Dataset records
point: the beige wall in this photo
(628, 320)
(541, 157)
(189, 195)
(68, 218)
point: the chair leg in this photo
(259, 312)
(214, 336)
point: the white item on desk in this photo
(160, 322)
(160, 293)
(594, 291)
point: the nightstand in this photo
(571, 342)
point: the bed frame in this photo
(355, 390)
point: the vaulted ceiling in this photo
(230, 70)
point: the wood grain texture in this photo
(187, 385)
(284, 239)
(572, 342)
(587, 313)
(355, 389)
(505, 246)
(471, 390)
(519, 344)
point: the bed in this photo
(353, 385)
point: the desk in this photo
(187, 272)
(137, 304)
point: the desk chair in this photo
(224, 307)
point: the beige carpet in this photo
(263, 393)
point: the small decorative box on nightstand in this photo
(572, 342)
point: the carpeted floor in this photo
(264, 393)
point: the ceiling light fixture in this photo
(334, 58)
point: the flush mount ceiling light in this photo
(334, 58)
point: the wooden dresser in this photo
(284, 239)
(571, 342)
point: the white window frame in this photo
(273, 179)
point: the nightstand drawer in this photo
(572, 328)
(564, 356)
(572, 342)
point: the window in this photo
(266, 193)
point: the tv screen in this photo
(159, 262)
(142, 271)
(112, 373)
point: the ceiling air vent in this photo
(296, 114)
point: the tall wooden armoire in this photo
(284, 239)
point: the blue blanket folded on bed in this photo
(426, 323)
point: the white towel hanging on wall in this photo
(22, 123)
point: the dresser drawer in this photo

■ **Exercise**:
Only the lines from the one containing "point: the wood grain texture in this photo" through the last line of the records above are to be reproduced, exactly and with both ends included.

■ **Written response**:
point: the wood grain texture in this photo
(187, 385)
(284, 239)
(572, 342)
(587, 313)
(355, 389)
(505, 246)
(471, 390)
(519, 344)
point: the bed in this photo
(353, 385)
point: the desk in this photo
(187, 272)
(137, 304)
point: the desk chair in this photo
(224, 307)
point: the beige carpet in this photo
(263, 393)
point: the small decorative box on nightstand in this photo
(572, 342)
point: the carpeted floor in this photo
(264, 393)
point: the ceiling light fixture in this photo
(334, 58)
point: the flush mount ceiling light in this photo
(334, 58)
point: the wooden dresser in this photo
(284, 239)
(571, 342)
point: the white window frame in this photo
(273, 179)
point: the nightstand drawer in this photo
(572, 328)
(564, 356)
(572, 342)
point: the window in this photo
(266, 193)
point: the tv screen in this photo
(159, 262)
(142, 271)
(112, 373)
point: the ceiling air vent in this photo
(296, 114)
point: the tall wooden armoire in this photo
(284, 239)
point: the blue blanket folded on bed in this photo
(426, 323)
point: the white towel hanging on wall in this photo
(22, 123)
point: the dresser drawer in this photo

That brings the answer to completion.